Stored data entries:
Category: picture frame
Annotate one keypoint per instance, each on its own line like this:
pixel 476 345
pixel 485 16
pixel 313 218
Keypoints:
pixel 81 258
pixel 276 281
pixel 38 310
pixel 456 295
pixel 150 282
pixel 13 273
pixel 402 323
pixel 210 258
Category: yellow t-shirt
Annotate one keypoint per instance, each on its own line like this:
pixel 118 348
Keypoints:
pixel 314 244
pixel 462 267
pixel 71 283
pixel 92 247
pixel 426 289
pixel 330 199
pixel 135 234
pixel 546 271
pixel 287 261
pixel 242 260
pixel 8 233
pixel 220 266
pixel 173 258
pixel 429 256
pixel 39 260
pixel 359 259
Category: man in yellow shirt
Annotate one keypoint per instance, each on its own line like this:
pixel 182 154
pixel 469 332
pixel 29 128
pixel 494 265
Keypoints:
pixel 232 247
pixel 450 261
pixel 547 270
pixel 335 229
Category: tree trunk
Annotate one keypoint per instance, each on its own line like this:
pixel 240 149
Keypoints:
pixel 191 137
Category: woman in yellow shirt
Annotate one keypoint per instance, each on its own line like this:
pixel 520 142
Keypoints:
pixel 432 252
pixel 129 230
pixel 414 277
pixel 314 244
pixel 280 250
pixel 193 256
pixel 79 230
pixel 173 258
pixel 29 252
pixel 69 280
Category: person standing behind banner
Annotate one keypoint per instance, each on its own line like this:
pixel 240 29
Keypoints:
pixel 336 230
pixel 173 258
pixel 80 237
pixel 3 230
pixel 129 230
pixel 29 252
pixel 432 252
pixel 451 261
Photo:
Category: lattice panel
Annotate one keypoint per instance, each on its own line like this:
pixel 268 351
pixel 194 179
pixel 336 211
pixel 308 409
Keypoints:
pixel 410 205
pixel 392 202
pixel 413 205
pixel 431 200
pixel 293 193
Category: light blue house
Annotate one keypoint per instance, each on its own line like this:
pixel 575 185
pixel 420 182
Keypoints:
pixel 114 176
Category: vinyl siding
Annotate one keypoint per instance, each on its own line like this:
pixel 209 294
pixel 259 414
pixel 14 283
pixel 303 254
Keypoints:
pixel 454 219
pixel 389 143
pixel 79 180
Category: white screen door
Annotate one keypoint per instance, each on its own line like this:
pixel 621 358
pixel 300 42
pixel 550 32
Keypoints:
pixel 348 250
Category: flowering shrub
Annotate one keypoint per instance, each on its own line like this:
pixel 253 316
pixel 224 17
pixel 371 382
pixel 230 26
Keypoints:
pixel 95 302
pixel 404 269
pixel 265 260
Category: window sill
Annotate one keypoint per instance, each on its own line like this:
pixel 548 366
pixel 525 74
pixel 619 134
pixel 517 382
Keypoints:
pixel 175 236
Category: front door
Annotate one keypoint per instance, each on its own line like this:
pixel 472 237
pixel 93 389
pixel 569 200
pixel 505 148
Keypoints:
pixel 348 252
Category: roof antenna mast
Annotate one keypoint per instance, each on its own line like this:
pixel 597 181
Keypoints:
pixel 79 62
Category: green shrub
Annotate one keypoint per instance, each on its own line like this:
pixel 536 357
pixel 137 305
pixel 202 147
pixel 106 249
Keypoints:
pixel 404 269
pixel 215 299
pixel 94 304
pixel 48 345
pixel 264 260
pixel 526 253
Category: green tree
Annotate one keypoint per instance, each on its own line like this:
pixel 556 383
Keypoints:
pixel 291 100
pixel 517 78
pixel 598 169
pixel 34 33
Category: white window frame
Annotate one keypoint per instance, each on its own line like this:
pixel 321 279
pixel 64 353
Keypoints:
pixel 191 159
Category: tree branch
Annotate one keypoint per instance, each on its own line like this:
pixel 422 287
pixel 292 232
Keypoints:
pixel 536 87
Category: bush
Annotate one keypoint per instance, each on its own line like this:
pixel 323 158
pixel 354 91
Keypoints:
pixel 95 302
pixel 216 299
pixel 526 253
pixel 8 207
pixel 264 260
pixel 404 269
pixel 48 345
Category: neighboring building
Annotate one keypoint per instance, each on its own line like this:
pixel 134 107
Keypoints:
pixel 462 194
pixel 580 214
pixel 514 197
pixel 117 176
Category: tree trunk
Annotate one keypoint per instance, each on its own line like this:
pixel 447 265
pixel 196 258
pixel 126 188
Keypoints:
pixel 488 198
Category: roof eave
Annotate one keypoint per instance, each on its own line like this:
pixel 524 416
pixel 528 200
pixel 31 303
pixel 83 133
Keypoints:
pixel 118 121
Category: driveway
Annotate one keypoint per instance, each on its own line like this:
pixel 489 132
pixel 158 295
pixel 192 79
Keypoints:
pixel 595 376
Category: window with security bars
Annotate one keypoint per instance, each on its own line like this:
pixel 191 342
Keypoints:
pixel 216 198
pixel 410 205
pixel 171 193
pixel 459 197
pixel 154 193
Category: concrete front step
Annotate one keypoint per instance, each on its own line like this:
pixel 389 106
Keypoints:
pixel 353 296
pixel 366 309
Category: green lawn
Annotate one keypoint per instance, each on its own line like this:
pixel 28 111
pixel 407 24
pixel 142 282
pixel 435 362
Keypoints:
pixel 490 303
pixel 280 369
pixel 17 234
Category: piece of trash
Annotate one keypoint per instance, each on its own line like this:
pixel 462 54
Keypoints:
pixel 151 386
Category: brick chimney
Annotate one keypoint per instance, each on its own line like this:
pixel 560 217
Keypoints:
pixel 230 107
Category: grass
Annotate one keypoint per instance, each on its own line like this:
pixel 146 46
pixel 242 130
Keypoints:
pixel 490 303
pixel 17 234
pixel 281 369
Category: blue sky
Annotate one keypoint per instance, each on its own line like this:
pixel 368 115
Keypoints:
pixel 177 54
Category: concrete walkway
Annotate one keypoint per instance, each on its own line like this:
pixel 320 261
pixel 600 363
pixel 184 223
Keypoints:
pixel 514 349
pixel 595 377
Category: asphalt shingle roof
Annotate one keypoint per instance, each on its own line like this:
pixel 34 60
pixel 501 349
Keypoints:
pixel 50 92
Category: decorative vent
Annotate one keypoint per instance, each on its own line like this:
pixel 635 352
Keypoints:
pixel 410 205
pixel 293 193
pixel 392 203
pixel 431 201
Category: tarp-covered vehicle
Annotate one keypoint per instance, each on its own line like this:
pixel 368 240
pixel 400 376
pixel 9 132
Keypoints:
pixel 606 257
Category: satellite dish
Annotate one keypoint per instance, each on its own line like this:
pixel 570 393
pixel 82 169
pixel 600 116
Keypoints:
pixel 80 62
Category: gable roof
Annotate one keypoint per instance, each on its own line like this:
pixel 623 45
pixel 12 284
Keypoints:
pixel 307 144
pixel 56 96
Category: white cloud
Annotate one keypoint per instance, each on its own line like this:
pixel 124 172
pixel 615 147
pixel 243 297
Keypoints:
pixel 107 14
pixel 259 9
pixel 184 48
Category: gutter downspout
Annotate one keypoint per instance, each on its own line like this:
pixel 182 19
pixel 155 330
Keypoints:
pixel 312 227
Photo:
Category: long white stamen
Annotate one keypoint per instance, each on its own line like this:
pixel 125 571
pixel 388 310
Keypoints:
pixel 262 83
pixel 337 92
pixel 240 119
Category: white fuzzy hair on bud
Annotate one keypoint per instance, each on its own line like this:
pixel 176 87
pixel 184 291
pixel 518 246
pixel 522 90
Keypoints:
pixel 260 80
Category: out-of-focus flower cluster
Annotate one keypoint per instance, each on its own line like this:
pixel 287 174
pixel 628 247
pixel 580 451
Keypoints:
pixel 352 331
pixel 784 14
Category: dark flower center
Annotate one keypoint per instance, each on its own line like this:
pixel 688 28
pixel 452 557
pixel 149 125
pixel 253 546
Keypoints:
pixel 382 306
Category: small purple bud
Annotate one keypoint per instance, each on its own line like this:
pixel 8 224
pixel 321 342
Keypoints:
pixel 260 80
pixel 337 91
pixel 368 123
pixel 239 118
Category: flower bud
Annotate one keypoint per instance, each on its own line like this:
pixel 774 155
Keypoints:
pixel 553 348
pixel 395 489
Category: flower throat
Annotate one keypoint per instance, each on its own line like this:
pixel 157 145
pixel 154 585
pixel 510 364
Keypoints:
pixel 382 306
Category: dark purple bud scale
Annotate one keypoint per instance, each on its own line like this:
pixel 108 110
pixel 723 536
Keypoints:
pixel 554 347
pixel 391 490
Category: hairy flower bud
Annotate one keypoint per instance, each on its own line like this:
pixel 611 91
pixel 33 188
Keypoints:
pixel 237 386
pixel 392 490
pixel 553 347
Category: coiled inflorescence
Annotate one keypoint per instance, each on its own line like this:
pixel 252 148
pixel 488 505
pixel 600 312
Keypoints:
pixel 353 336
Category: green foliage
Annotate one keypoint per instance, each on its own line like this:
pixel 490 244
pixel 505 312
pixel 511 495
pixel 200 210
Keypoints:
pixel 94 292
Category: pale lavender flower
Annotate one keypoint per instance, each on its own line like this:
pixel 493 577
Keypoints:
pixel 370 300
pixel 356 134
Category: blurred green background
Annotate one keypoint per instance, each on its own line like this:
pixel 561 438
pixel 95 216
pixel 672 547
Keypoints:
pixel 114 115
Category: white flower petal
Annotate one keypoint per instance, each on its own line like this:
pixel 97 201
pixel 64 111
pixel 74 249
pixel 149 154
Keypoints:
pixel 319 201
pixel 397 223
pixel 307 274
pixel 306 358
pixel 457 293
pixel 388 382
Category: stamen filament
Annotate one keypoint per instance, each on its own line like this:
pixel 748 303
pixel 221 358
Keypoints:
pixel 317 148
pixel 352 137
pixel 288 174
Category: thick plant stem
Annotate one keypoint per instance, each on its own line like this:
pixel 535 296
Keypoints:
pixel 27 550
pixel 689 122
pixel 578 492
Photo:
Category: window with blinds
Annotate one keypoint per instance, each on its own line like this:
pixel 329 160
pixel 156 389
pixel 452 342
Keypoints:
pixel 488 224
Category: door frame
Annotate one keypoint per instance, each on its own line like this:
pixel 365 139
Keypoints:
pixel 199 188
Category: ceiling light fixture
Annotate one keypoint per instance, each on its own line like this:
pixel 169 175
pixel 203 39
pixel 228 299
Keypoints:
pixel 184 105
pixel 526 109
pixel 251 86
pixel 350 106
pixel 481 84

**Exercise description**
Your reply should hold every line from the data that contains "shirt", copied in full.

**Answer section**
Category: yellow t-shirt
Category: man in yellow shirt
Category: woman in yellow shirt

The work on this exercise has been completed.